**GIVEN EXERCISE**. Send each entry back exactly as given, pictures excluded.

════════

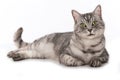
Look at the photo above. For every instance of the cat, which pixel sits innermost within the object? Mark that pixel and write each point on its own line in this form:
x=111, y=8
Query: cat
x=84, y=46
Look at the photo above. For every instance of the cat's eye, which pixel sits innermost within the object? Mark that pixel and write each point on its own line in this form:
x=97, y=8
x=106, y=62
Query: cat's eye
x=83, y=25
x=94, y=23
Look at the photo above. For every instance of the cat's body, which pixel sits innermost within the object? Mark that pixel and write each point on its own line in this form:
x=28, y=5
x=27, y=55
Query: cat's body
x=76, y=48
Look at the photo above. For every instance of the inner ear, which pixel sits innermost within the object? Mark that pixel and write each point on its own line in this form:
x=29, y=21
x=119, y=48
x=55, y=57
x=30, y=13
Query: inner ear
x=98, y=11
x=76, y=15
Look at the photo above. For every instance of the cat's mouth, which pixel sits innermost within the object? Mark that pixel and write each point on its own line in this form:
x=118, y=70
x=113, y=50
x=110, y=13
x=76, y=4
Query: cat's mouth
x=91, y=34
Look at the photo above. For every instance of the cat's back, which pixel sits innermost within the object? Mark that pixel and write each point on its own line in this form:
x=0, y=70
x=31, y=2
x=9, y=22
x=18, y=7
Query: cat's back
x=53, y=43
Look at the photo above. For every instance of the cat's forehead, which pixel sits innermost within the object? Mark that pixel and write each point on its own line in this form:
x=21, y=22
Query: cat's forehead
x=88, y=17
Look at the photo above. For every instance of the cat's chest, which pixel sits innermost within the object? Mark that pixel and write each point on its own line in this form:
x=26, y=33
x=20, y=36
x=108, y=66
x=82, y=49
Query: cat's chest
x=85, y=51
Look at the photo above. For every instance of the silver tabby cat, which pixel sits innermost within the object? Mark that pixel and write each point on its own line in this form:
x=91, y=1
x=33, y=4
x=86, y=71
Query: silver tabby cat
x=84, y=46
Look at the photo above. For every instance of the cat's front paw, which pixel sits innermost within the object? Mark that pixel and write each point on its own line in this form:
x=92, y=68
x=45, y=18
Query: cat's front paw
x=15, y=56
x=95, y=62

════════

**SOLUTION FOR THIS EXERCISE**.
Look at the photo above. For every instance of the cat, which pixel sits innermost within the object? Mark that pixel and write each point on its own line in this form:
x=111, y=8
Query: cat
x=84, y=46
Look at the photo above. For every instance of the cat's eye, which pixel sits innermost within the object? Mark that pixel and write each point on its own line in this form:
x=97, y=8
x=106, y=62
Query: cat's eye
x=83, y=25
x=94, y=23
Look at the photo above. For every instance of the cat's body, which pixel sits innermost within the object? Mark that pixel and write each point on its own line in this form:
x=28, y=5
x=27, y=55
Query: cat's body
x=76, y=48
Look at the photo above. For every instance of the inner ear, which pixel sits innermost within the object? Mark that pixel and write each point on its own line in this form:
x=29, y=21
x=119, y=48
x=55, y=57
x=30, y=13
Query: inner ear
x=98, y=11
x=76, y=15
Look at the photo above. For every instance of the cat's mouth, which pixel sits innermost within the object? Mark that pixel and write each point on its own line in this form:
x=118, y=70
x=113, y=50
x=110, y=13
x=76, y=4
Query: cat's mouth
x=91, y=34
Look at the photo above. For every instance of the cat's back, which pixel sits innermost within the object? Mark that pixel and write each point on its own line in this form:
x=0, y=70
x=31, y=2
x=9, y=22
x=18, y=7
Query: cat's back
x=53, y=43
Look at the photo above. For every instance of the cat's forehead, which pixel sits innermost within the object? Mark that pixel and write each point on its own line in this form:
x=21, y=22
Query: cat's forehead
x=88, y=17
Look at the photo above. For every instance of the cat's chest, which pixel sits innermost within the object? Mark that pixel and write each point on its own line in this form:
x=26, y=33
x=20, y=36
x=108, y=66
x=82, y=49
Query: cat's chest
x=85, y=51
Look at the photo above. For every instance of the silver tabby cat, which pixel sits innermost within the object? Mark that pixel and write each point on its own line in this form:
x=91, y=1
x=33, y=4
x=86, y=71
Query: silver tabby cat
x=84, y=46
Look at the photo above. For every instance of the cat's front paw, which pixel sits innermost within the object? Mark that pixel and write each point on its own line in this form:
x=92, y=68
x=45, y=18
Query: cat's front paw
x=15, y=56
x=95, y=62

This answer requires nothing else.